捜査を進めると、マスコミのカメラに強盗団の1人が映っていると判明します。男の名はデーモン・リチャーズ。2年前強盗未遂で逮捕されています。デーモンの恋人ジーナの部屋に向かった警察は、隠れていたデーモンと銃撃戦になりました。窓から逃走したデーモンをデッカーが追い詰め、コナーズが逮捕します。ジーナの部屋からは大量の紙幣が見つかりました。その紙幣には香りがついています。警察は紙幣を押収した際、証拠が消えないように香りを付けるシステムを採用していました。紙幣番号も調べた結果、本来なら警察の証拠保管室にあるはずの金だと判明します。
コナーズとデッカーは保管室に向かい、紙幣が盗まれていることを確認。入室記録をチェックすると、カーロの署名がありました。コナーズ達は、カーロがローレンツと結託していると推測します。しかしカーロは自宅で何者かに殺害されていました。コナーズ達が到着すると、見張っているかのようなタイミングでローレンツから電話がかかってきます。彼は「俺が罰する。復讐してやるからな」と警告しました。そこへFBIから連絡が入り、王子の貸金庫は無事だと判明します。つまり今回の犯行では銀行から何も盗んでいないということになり、警察は困惑しました。

_ _ _ _

- 作業指示 a -
データのうち「negative clicks: (297, 531)」を含む行から始めて、データの最後の行までを再掲してください。その際「rough mask」を「coarse mask」に置き換え、ほかは変えないでください。

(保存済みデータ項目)

_ _ _ _

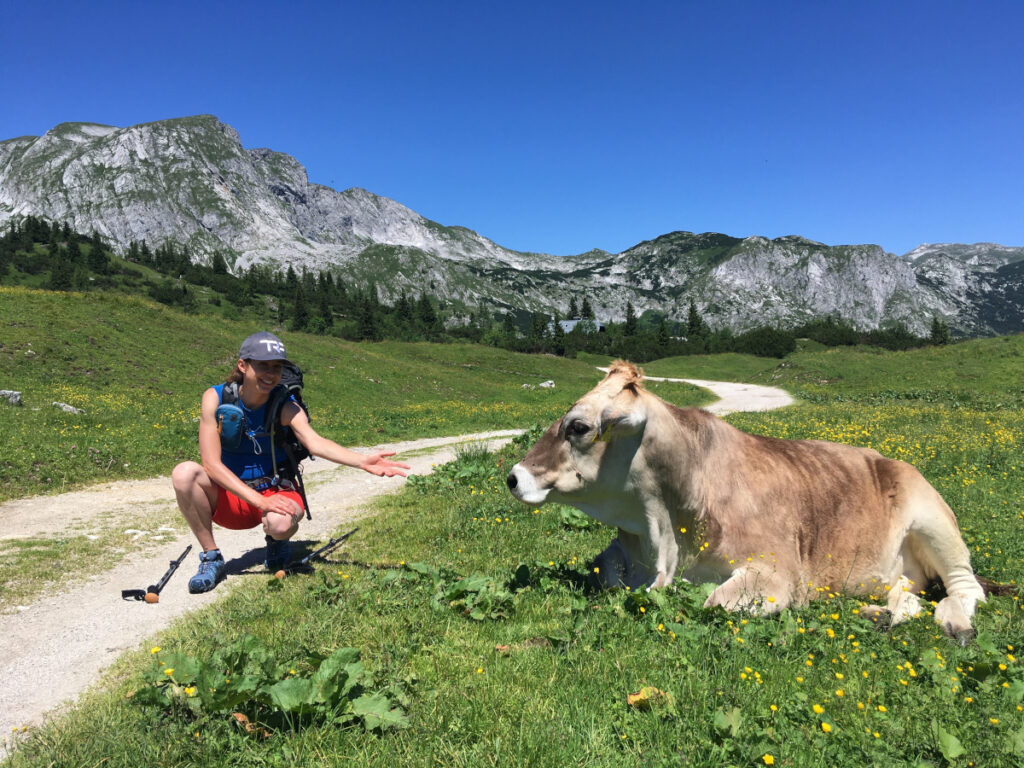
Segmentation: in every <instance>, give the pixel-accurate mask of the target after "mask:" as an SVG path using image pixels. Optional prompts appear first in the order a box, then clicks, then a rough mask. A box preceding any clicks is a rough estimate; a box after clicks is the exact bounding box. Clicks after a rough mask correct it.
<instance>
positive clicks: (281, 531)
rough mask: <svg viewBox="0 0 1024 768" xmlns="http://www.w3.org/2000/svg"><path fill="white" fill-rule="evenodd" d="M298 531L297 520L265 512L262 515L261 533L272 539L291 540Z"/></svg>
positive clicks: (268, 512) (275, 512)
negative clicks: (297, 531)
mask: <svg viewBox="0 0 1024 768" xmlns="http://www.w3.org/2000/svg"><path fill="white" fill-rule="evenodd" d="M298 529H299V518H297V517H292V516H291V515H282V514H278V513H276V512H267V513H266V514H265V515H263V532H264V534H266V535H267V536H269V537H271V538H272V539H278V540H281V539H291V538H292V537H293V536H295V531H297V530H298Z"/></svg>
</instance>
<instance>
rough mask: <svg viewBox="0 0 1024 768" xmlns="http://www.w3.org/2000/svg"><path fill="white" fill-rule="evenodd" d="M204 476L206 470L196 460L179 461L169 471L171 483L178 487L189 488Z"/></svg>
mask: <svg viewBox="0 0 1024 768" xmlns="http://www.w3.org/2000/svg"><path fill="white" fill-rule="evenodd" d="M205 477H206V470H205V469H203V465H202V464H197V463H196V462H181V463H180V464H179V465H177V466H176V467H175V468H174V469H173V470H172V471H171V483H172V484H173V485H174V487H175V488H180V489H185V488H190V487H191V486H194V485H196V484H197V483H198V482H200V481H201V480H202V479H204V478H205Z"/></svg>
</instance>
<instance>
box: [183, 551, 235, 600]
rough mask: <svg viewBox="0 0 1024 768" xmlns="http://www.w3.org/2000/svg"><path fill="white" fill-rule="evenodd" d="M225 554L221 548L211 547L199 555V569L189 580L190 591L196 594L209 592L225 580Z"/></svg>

_ _ _ _

- 作業指示 b -
抜粋本文の全文を、一字一句変えずに書き写してください。

- 解答 a -
negative clicks: (297, 531)
mask: <svg viewBox="0 0 1024 768" xmlns="http://www.w3.org/2000/svg"><path fill="white" fill-rule="evenodd" d="M298 529H299V518H297V517H292V516H291V515H282V514H278V513H276V512H267V513H266V514H265V515H263V532H264V534H266V535H267V536H269V537H271V538H272V539H278V540H281V539H291V538H292V537H293V536H295V531H297V530H298Z"/></svg>
</instance>
<instance>
coarse mask: <svg viewBox="0 0 1024 768" xmlns="http://www.w3.org/2000/svg"><path fill="white" fill-rule="evenodd" d="M204 476L206 470L196 460L179 461L169 471L171 483L178 487L189 488Z"/></svg>
mask: <svg viewBox="0 0 1024 768" xmlns="http://www.w3.org/2000/svg"><path fill="white" fill-rule="evenodd" d="M205 477H206V470H205V469H203V465H202V464H197V463H196V462H181V463H180V464H179V465H177V466H176V467H175V468H174V469H173V470H172V471H171V483H172V484H173V485H174V487H175V488H180V489H185V488H190V487H191V486H194V485H196V484H197V483H198V482H200V481H201V480H202V479H204V478H205Z"/></svg>
</instance>
<instance>
box: [183, 551, 235, 600]
coarse mask: <svg viewBox="0 0 1024 768" xmlns="http://www.w3.org/2000/svg"><path fill="white" fill-rule="evenodd" d="M225 554L221 548L211 547L199 555V569L189 580L190 591L196 594L209 592L225 580Z"/></svg>

- 解答 b -
捜査を進めると、マスコミのカメラに強盗団の1人が映っていると判明します。男の名はデーモン・リチャーズ。2年前強盗未遂で逮捕されています。デーモンの恋人ジーナの部屋に向かった警察は、隠れていたデーモンと銃撃戦になりました。窓から逃走したデーモンをデッカーが追い詰め、コナーズが逮捕します。ジーナの部屋からは大量の紙幣が見つかりました。その紙幣には香りがついています。警察は紙幣を押収した際、証拠が消えないように香りを付けるシステムを採用していました。紙幣番号も調べた結果、本来なら警察の証拠保管室にあるはずの金だと判明します。
コナーズとデッカーは保管室に向かい、紙幣が盗まれていることを確認。入室記録をチェックすると、カーロの署名がありました。コナーズ達は、カーロがローレンツと結託していると推測します。しかしカーロは自宅で何者かに殺害されていました。コナーズ達が到着すると、見張っているかのようなタイミングでローレンツから電話がかかってきます。彼は「俺が罰する。復讐してやるからな」と警告しました。そこへFBIから連絡が入り、王子の貸金庫は無事だと判明します。つまり今回の犯行では銀行から何も盗んでいないということになり、警察は困惑しました。